Problem requirements
Transcribe only part of the material below: the lines from the one containing "Target: soil" through the one containing "Target: green wooden house", inclusive, exactly as written.

Material to process
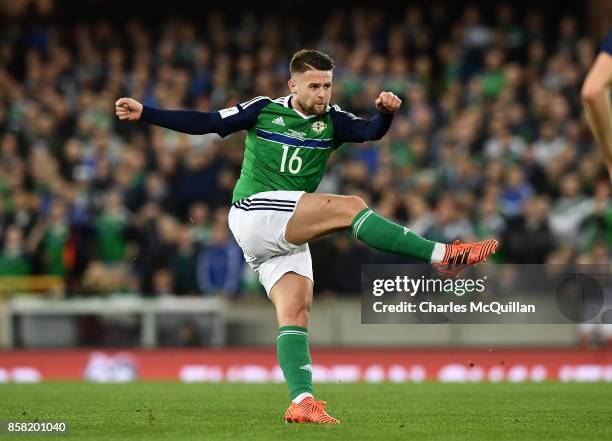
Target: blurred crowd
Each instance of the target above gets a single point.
(491, 141)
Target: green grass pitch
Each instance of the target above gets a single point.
(428, 411)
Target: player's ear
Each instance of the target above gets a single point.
(292, 85)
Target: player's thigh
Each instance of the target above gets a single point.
(292, 298)
(318, 214)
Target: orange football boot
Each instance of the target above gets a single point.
(309, 411)
(458, 255)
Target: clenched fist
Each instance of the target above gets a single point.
(128, 108)
(387, 102)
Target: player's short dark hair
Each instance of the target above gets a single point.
(308, 59)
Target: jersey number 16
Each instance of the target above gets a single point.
(295, 162)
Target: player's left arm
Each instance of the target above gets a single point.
(349, 128)
(596, 99)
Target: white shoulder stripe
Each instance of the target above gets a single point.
(253, 101)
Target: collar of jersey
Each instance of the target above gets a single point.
(287, 103)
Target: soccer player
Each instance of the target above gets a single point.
(275, 212)
(596, 100)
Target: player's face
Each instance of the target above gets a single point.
(312, 90)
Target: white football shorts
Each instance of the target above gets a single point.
(258, 224)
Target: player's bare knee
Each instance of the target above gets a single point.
(352, 206)
(297, 315)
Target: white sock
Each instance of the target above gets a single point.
(300, 397)
(438, 253)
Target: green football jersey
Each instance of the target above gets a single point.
(285, 150)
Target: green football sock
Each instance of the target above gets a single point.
(294, 359)
(385, 235)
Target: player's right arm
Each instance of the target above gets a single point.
(240, 117)
(596, 99)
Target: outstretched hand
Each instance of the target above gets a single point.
(128, 109)
(387, 102)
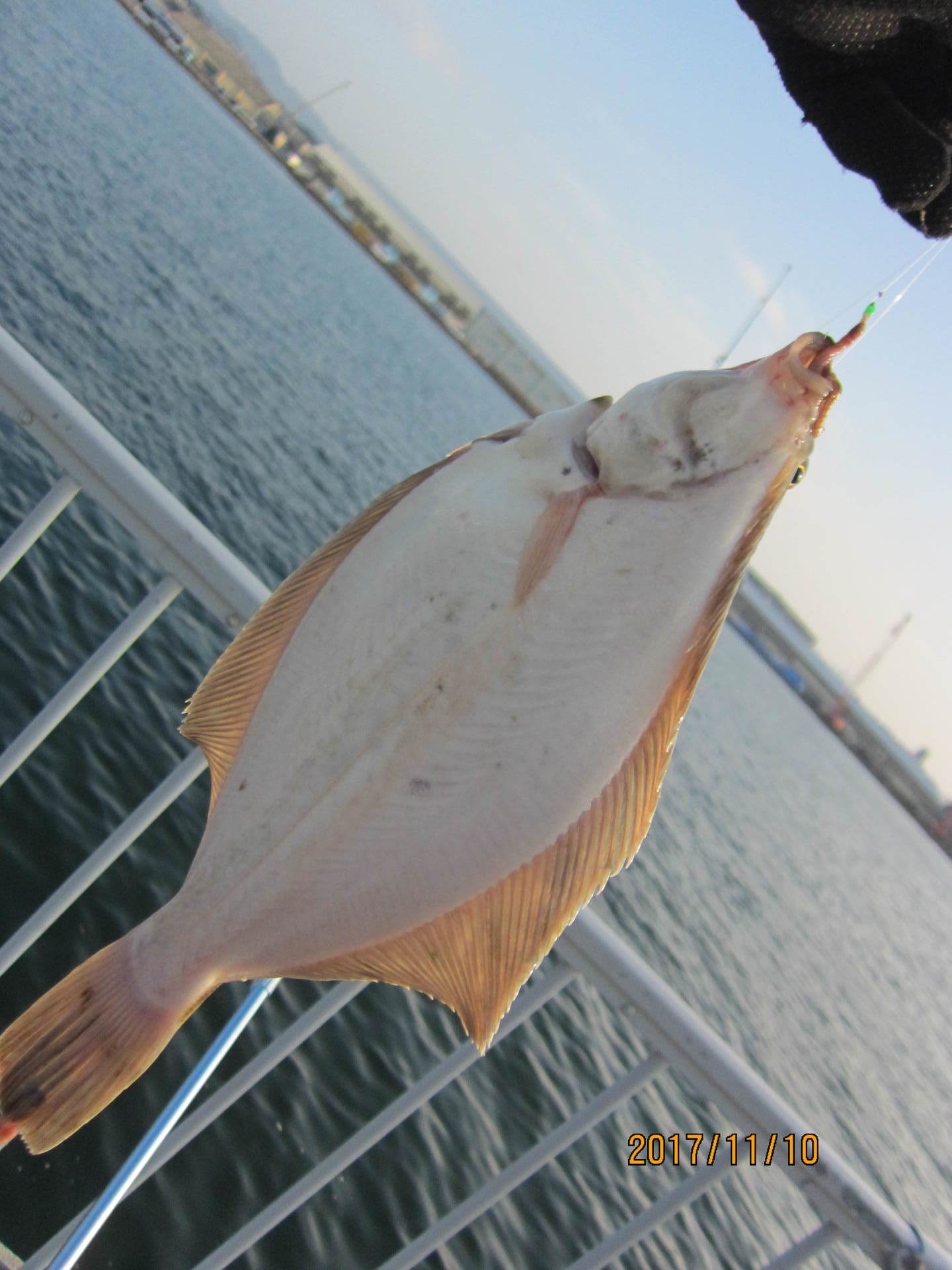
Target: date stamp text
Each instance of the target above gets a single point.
(703, 1148)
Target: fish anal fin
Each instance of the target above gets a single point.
(219, 714)
(476, 956)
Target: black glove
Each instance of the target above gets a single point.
(876, 81)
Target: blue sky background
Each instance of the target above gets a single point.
(626, 179)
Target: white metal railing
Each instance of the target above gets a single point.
(194, 560)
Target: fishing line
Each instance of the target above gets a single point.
(932, 251)
(912, 281)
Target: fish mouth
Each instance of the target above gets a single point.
(815, 353)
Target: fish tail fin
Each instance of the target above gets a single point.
(80, 1046)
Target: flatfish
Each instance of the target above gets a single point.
(444, 732)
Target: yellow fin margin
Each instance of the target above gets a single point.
(477, 956)
(219, 714)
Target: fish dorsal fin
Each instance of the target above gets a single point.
(221, 709)
(476, 956)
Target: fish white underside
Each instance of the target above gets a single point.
(422, 737)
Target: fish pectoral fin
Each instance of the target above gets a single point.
(476, 956)
(219, 714)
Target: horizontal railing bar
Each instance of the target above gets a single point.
(701, 1180)
(412, 1100)
(40, 520)
(698, 1053)
(118, 1188)
(320, 1013)
(88, 675)
(95, 864)
(808, 1248)
(107, 472)
(528, 1164)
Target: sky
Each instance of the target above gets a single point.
(627, 179)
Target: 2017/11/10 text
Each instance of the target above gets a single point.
(793, 1148)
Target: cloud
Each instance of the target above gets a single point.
(423, 34)
(758, 285)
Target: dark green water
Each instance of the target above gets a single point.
(227, 333)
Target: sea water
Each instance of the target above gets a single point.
(237, 341)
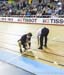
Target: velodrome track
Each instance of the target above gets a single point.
(52, 56)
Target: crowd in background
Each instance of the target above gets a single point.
(46, 10)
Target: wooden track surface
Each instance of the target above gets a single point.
(11, 32)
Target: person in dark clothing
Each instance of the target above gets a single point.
(43, 37)
(25, 41)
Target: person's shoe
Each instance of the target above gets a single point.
(40, 48)
(20, 50)
(45, 46)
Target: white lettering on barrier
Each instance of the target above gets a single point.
(33, 20)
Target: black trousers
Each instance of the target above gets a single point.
(43, 37)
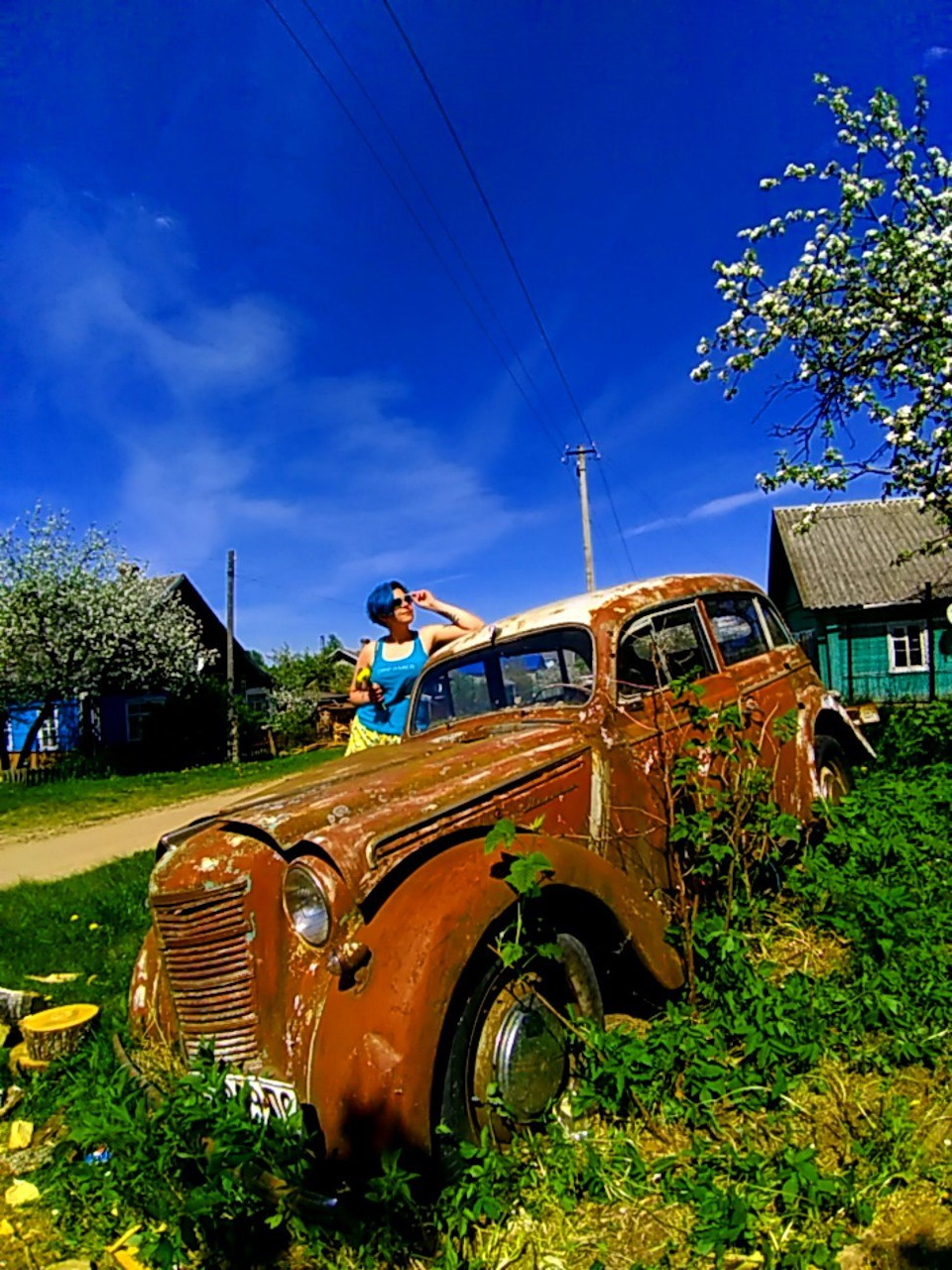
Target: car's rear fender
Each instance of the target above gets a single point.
(375, 1051)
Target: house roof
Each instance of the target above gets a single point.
(248, 674)
(849, 556)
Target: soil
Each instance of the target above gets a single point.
(76, 849)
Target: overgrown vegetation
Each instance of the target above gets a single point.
(798, 1103)
(44, 810)
(912, 730)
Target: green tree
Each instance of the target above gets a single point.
(313, 671)
(298, 680)
(864, 314)
(79, 617)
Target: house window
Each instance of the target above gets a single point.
(907, 648)
(49, 737)
(139, 711)
(258, 699)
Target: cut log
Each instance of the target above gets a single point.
(21, 1062)
(17, 1005)
(59, 1032)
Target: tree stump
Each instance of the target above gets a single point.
(59, 1032)
(22, 1065)
(17, 1005)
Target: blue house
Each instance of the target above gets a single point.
(878, 626)
(121, 717)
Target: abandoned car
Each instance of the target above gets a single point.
(338, 944)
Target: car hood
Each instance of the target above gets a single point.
(370, 812)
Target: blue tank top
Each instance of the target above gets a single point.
(397, 679)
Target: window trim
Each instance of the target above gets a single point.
(924, 651)
(146, 698)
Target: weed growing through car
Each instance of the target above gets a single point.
(800, 1103)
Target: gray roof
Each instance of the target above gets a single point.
(849, 554)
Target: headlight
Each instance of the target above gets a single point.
(306, 905)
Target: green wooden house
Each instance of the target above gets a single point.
(878, 627)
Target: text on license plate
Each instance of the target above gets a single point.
(266, 1097)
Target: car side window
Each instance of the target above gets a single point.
(737, 626)
(775, 626)
(660, 648)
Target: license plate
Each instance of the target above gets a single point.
(266, 1097)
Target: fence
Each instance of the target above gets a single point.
(31, 775)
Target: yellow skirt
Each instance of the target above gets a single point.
(366, 738)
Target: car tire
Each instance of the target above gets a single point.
(511, 1056)
(833, 775)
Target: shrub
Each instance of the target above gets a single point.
(916, 733)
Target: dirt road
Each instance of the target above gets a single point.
(77, 849)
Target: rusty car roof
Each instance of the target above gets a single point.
(581, 610)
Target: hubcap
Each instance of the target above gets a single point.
(530, 1060)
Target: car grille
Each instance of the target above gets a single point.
(203, 940)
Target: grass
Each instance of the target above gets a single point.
(61, 806)
(803, 1106)
(89, 925)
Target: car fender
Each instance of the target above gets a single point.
(375, 1051)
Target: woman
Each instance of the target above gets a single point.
(388, 668)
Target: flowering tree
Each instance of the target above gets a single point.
(866, 312)
(79, 617)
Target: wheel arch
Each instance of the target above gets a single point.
(835, 724)
(376, 1047)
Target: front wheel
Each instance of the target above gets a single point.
(512, 1046)
(833, 774)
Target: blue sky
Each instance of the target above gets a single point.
(221, 326)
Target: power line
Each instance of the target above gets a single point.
(430, 203)
(414, 216)
(509, 257)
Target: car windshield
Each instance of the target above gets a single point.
(548, 668)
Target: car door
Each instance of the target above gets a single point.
(760, 656)
(656, 654)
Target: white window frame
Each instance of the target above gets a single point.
(49, 734)
(907, 636)
(139, 701)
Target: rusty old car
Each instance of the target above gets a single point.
(336, 943)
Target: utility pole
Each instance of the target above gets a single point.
(579, 452)
(230, 663)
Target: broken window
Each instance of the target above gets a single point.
(737, 625)
(660, 648)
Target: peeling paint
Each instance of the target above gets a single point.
(394, 839)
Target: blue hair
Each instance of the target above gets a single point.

Task result
Target: soil
Each instance of the target above gets a single point.
(76, 849)
Target: overgrown vegetation
Each instance of the target above gets a single point.
(798, 1103)
(44, 810)
(912, 730)
Target: green tree
Each instance of the target above gets a single point.
(313, 671)
(298, 680)
(864, 314)
(79, 617)
Target: house window
Each instance of the target above gets a single point.
(907, 648)
(49, 737)
(139, 711)
(258, 699)
Target: cut log
Each instance of the target above gets a single point.
(21, 1062)
(17, 1005)
(59, 1032)
Target: tree stump
Each instance of the target above gets a single point.
(59, 1032)
(22, 1065)
(17, 1005)
Target: blue house
Each instance of the target above gets a single point.
(878, 626)
(121, 717)
Target: abandoned car
Each instance of the target above gets a single point.
(338, 944)
Target: car hood
Each instance of the target above gets a single point.
(370, 812)
Target: blue tank top
Each instance of the target above gets a single point.
(397, 679)
Target: window trim
Each instance of the target above gets a single point.
(924, 651)
(146, 698)
Target: weed growing through car
Each instance of the target above gets a single point.
(800, 1103)
Target: gray roof
Each instance of the target above gets a single point.
(849, 554)
Target: headlight
Each instance of the target above gets a single point.
(306, 905)
Target: green wooden house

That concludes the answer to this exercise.